Written tasks:
**A.** In the passage on clustered graph visualization, write out the text between "Because of that, we" and "their appropriate recognition.", inclusive, swapping "appointed" for "selected".
**B.** According to the passage on clustered graph visualization, what name was given to the method of drawing a closed curve around highly related nodes?
**C.** Decide whether each statement agrees with the passage on clustered graph visualization, answering yes or no and quoting the deciding words: (i) The implemented function expands all clusters at once. (ii) The new method draws a closed curve surrounding highly related nodes. (iii) Expanding a cluster with the slider may also expand unnecessary nodes.

Extract provided:
[Start]
An eﬀective technique to show in detail the gaze point of clustered graphs involves displaying only the nodes that are focused on. One of the purposes of visualization is to obtain related information about the nodes that we pay attention to. In this case, the information about the nodes in the cluster is important. Also, it is possible to expand the cluster with the above-mentioned slider, but there is the possibility that unnecessary nodes may also be expanded.

Because of that, we implemented a function that expands one cluster that is appointed at one time, so that the appointed clusters are expanded one by one.

As a result, the logical structure of the nodes being focused on can be seen,

and the readers are assisted in their appropriate recognition.

(5)

5 Isosimilarity Contour Drawing

We wanted to develop a new method of improving readability that was diﬀerent from dynamic modiﬁcation of clustering level, and we came up with the idea of focusing on the reader’s viewpoint. This method involves drawing a closed curve surrounding highly related nodes using the cluster information, and its purpose is to improve graspability. We named this method “isosimilarity contour drawing.”
[End]
Bounding-box records
[Start]
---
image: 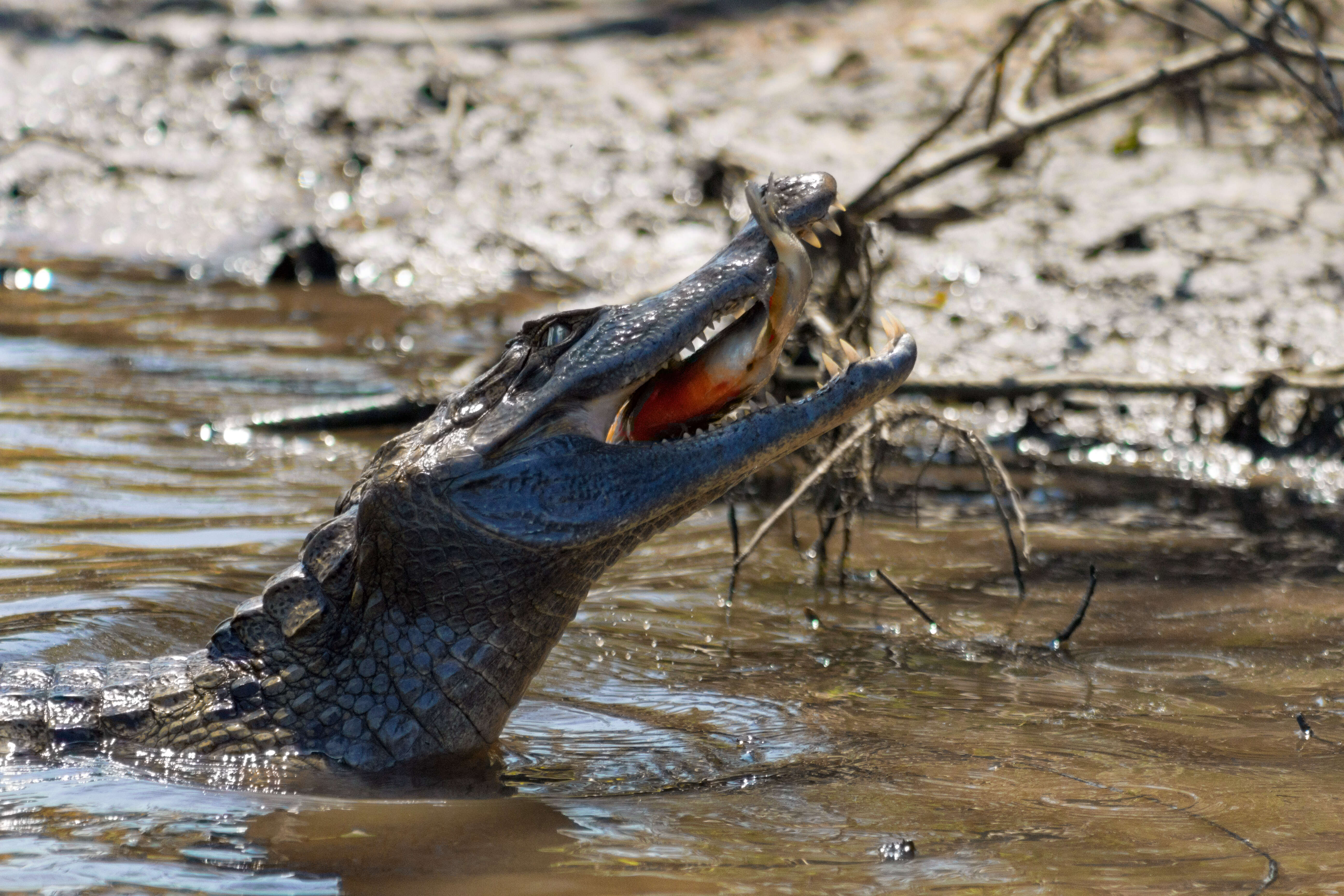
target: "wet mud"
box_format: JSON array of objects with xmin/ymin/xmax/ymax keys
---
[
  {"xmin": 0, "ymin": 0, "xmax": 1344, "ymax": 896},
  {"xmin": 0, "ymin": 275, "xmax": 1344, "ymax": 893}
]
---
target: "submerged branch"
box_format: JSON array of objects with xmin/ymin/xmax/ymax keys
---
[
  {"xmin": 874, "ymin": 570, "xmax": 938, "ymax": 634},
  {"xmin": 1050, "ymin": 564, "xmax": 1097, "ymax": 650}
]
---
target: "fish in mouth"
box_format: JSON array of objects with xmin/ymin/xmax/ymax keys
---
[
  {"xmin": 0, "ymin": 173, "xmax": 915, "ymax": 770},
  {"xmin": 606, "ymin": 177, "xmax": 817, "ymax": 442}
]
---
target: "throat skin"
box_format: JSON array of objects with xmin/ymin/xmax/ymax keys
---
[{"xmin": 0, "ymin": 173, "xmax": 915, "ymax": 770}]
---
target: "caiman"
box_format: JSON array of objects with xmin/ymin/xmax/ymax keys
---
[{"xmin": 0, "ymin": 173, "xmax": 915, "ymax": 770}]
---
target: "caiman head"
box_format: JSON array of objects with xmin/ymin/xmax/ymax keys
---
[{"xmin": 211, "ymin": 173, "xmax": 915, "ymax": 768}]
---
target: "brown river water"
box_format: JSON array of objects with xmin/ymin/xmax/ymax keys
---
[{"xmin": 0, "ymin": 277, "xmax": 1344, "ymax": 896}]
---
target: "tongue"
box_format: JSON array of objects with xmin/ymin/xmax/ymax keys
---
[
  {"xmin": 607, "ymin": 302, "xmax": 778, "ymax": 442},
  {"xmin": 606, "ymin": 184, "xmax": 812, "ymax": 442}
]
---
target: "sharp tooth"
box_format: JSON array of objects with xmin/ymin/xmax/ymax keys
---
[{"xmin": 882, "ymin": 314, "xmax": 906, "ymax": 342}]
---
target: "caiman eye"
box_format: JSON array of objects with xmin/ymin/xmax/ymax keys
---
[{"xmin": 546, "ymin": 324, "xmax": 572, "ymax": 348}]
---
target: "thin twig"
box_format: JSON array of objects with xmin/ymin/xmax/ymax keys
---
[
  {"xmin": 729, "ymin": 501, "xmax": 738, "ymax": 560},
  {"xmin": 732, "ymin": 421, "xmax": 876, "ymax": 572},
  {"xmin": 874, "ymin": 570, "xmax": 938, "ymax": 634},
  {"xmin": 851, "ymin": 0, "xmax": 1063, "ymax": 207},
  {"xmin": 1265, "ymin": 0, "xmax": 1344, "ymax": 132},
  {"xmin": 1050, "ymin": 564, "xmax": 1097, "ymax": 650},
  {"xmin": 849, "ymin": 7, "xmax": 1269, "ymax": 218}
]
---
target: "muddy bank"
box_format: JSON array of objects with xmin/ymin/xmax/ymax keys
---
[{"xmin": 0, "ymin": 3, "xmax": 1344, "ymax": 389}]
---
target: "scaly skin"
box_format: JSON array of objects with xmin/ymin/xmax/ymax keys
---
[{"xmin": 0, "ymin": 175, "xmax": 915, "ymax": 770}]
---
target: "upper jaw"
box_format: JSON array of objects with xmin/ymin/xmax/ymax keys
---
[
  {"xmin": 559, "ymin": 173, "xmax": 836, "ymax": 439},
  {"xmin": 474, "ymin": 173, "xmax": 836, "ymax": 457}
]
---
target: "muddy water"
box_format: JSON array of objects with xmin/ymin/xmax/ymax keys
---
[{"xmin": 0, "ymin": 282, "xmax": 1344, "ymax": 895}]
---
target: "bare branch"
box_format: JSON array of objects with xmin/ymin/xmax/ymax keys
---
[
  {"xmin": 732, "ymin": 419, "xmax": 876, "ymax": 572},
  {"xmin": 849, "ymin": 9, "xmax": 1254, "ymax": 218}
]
[End]
Solutions below:
**A.**
Because of that, we implemented a function that expands one cluster that is selected at one time, so that the selected clusters are expanded one by one.

As a result, the logical structure of the nodes being focused on can be seen,

and the readers are assisted in their appropriate recognition.

**B.** Isosimilarity contour drawing.

**C.**
(i) No: "expands one cluster that is appointed at one time"
(ii) Yes: "drawing a closed curve surrounding highly related nodes using the cluster information"
(iii) Yes: "there is the possibility that unnecessary nodes may also be expanded"